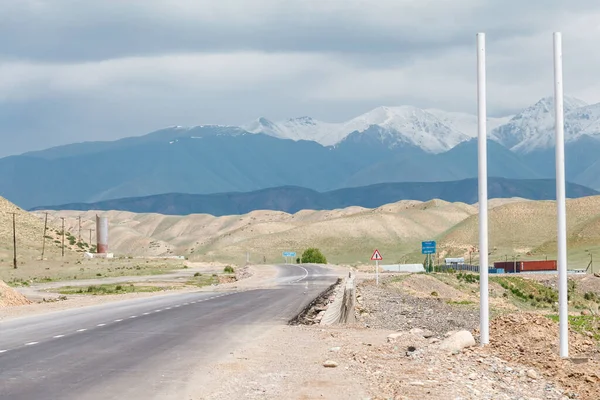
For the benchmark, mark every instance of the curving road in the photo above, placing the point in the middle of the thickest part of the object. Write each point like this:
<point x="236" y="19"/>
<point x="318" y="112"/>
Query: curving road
<point x="143" y="348"/>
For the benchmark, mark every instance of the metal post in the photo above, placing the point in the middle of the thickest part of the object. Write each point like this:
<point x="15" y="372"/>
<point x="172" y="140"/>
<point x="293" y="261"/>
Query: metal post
<point x="44" y="241"/>
<point x="14" y="241"/>
<point x="483" y="193"/>
<point x="561" y="207"/>
<point x="63" y="239"/>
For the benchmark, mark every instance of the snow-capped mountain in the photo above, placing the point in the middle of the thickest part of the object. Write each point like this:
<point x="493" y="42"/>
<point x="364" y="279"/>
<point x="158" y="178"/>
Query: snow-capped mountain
<point x="396" y="125"/>
<point x="533" y="128"/>
<point x="432" y="130"/>
<point x="466" y="123"/>
<point x="406" y="125"/>
<point x="303" y="128"/>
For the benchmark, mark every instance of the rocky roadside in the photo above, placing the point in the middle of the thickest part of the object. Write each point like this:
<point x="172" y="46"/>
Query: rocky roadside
<point x="521" y="361"/>
<point x="387" y="307"/>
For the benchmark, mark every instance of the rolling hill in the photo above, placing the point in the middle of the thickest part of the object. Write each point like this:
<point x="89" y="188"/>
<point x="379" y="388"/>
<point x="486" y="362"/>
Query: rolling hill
<point x="526" y="228"/>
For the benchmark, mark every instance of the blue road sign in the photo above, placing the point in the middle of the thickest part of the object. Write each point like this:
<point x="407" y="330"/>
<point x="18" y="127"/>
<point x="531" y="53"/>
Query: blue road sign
<point x="428" y="247"/>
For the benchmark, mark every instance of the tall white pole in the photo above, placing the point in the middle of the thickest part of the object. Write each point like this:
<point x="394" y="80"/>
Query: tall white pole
<point x="484" y="319"/>
<point x="561" y="207"/>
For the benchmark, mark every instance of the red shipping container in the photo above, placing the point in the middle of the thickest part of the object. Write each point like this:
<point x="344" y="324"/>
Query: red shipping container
<point x="526" y="266"/>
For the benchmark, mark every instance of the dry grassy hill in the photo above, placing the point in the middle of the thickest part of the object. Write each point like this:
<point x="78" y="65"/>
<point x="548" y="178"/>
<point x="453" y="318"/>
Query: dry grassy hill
<point x="517" y="226"/>
<point x="346" y="235"/>
<point x="528" y="229"/>
<point x="30" y="235"/>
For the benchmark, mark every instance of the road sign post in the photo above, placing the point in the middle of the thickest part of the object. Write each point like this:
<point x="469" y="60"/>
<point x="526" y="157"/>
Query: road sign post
<point x="376" y="257"/>
<point x="428" y="248"/>
<point x="287" y="254"/>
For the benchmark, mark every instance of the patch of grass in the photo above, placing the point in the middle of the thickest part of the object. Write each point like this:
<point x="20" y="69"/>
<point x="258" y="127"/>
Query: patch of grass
<point x="528" y="291"/>
<point x="108" y="289"/>
<point x="460" y="302"/>
<point x="583" y="324"/>
<point x="17" y="282"/>
<point x="468" y="278"/>
<point x="228" y="269"/>
<point x="203" y="280"/>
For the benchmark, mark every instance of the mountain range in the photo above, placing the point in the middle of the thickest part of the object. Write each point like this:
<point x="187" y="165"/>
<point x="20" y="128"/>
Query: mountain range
<point x="292" y="199"/>
<point x="387" y="144"/>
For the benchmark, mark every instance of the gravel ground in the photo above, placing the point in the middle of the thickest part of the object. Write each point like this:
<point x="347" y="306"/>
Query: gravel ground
<point x="388" y="306"/>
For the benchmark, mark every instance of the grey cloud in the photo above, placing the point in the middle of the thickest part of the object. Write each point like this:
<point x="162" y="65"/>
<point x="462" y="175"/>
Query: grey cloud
<point x="80" y="30"/>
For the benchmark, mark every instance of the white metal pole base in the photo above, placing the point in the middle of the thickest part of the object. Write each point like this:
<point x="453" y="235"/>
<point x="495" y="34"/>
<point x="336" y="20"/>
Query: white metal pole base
<point x="561" y="208"/>
<point x="484" y="321"/>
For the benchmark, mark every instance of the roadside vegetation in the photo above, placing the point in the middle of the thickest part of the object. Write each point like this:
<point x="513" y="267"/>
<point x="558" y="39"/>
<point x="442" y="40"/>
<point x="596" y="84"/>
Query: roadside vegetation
<point x="107" y="289"/>
<point x="313" y="256"/>
<point x="201" y="280"/>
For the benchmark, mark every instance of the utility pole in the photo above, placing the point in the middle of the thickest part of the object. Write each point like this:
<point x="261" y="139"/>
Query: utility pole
<point x="63" y="244"/>
<point x="44" y="241"/>
<point x="15" y="241"/>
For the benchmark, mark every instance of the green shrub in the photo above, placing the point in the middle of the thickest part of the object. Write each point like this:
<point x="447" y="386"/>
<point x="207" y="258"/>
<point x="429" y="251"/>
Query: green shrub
<point x="313" y="256"/>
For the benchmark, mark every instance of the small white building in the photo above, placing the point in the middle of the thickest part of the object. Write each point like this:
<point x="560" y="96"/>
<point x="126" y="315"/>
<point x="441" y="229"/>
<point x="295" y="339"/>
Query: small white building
<point x="455" y="261"/>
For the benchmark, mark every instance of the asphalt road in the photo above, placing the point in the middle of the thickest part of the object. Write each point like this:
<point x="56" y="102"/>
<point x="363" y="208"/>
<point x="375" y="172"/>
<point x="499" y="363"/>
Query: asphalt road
<point x="143" y="348"/>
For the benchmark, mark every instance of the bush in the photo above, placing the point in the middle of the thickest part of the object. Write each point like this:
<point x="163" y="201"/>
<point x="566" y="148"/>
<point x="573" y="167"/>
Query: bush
<point x="313" y="256"/>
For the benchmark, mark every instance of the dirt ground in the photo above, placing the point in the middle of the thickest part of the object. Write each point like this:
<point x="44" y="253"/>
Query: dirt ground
<point x="249" y="277"/>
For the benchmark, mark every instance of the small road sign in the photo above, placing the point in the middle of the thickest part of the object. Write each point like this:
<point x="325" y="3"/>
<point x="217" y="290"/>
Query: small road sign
<point x="428" y="247"/>
<point x="376" y="256"/>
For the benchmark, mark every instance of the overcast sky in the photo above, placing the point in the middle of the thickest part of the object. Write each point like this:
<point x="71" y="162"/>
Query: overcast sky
<point x="74" y="70"/>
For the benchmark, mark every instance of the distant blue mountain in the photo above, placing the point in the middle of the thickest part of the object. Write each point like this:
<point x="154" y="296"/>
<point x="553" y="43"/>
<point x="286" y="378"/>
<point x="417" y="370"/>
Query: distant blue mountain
<point x="292" y="199"/>
<point x="220" y="159"/>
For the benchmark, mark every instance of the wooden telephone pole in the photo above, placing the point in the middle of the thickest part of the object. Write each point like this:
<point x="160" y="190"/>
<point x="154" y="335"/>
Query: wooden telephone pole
<point x="63" y="244"/>
<point x="44" y="241"/>
<point x="15" y="241"/>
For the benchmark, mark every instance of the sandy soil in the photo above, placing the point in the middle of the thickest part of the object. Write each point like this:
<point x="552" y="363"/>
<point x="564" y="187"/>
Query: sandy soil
<point x="10" y="297"/>
<point x="260" y="276"/>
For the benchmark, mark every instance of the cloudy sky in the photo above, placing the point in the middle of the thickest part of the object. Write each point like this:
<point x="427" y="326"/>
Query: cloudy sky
<point x="74" y="70"/>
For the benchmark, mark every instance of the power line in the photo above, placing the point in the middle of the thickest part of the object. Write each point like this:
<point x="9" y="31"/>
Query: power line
<point x="63" y="242"/>
<point x="15" y="240"/>
<point x="44" y="240"/>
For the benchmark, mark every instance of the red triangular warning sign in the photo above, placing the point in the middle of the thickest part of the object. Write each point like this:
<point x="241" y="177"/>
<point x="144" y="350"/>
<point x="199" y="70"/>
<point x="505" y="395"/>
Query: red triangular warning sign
<point x="376" y="256"/>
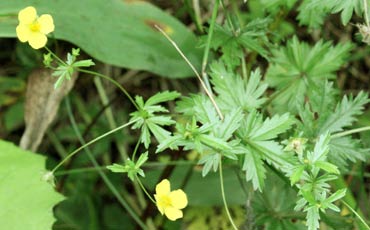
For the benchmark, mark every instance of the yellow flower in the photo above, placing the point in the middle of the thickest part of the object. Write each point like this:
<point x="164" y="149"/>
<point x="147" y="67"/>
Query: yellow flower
<point x="33" y="29"/>
<point x="170" y="203"/>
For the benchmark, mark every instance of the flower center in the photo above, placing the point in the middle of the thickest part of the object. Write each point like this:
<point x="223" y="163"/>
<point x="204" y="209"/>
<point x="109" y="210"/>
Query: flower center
<point x="35" y="26"/>
<point x="165" y="201"/>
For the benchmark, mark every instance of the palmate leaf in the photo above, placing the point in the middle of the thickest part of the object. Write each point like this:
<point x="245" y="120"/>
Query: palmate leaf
<point x="271" y="127"/>
<point x="149" y="121"/>
<point x="313" y="217"/>
<point x="344" y="114"/>
<point x="26" y="197"/>
<point x="313" y="12"/>
<point x="256" y="135"/>
<point x="298" y="67"/>
<point x="346" y="148"/>
<point x="235" y="92"/>
<point x="252" y="37"/>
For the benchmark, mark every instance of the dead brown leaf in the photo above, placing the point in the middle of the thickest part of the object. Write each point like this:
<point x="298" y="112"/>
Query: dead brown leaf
<point x="41" y="106"/>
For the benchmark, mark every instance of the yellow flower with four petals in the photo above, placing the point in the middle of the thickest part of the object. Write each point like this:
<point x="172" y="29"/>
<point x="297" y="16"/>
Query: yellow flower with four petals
<point x="33" y="29"/>
<point x="170" y="203"/>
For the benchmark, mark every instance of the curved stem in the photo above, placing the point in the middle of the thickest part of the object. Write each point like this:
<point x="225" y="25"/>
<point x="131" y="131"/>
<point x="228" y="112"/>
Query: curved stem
<point x="366" y="14"/>
<point x="106" y="180"/>
<point x="208" y="44"/>
<point x="144" y="189"/>
<point x="112" y="81"/>
<point x="92" y="142"/>
<point x="208" y="92"/>
<point x="136" y="147"/>
<point x="224" y="197"/>
<point x="348" y="132"/>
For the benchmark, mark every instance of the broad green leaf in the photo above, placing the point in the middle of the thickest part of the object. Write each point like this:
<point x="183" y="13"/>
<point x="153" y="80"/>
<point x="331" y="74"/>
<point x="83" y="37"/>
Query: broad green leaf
<point x="298" y="67"/>
<point x="272" y="127"/>
<point x="116" y="32"/>
<point x="321" y="9"/>
<point x="234" y="91"/>
<point x="214" y="142"/>
<point x="26" y="199"/>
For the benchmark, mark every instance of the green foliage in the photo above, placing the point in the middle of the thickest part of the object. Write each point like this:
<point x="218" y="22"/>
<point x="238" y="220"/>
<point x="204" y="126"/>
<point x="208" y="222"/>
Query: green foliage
<point x="232" y="41"/>
<point x="344" y="113"/>
<point x="236" y="92"/>
<point x="276" y="121"/>
<point x="150" y="122"/>
<point x="298" y="67"/>
<point x="27" y="198"/>
<point x="123" y="31"/>
<point x="313" y="13"/>
<point x="66" y="69"/>
<point x="130" y="167"/>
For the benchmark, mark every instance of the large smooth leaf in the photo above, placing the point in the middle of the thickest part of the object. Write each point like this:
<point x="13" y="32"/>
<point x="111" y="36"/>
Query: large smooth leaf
<point x="117" y="32"/>
<point x="26" y="200"/>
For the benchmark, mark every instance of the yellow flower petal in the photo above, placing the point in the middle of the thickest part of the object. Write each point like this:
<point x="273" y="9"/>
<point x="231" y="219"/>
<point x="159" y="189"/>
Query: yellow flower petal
<point x="23" y="32"/>
<point x="159" y="204"/>
<point x="173" y="213"/>
<point x="46" y="23"/>
<point x="27" y="15"/>
<point x="163" y="188"/>
<point x="179" y="199"/>
<point x="37" y="40"/>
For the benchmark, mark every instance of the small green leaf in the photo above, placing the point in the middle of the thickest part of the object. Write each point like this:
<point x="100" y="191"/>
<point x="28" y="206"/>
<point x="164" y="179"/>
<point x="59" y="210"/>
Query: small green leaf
<point x="162" y="97"/>
<point x="83" y="63"/>
<point x="328" y="167"/>
<point x="142" y="159"/>
<point x="296" y="176"/>
<point x="117" y="168"/>
<point x="313" y="217"/>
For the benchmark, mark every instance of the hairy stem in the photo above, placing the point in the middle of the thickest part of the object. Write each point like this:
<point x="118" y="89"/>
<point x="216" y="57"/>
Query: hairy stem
<point x="224" y="197"/>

Exercise >> Reproduce everything from the line containing "For the benchmark, mark every instance of the hairy" down to the end of the records, swapping "hairy stem" for "fuzzy stalk" and leaving all else unchanged.

Result of this exercise >>
For the benchmark, mark every instance of the fuzzy stalk in the photo above, placing the point in the middle of the thickest part of the object. Write each point like this:
<point x="118" y="89"/>
<point x="216" y="57"/>
Query: fuzzy stalk
<point x="224" y="197"/>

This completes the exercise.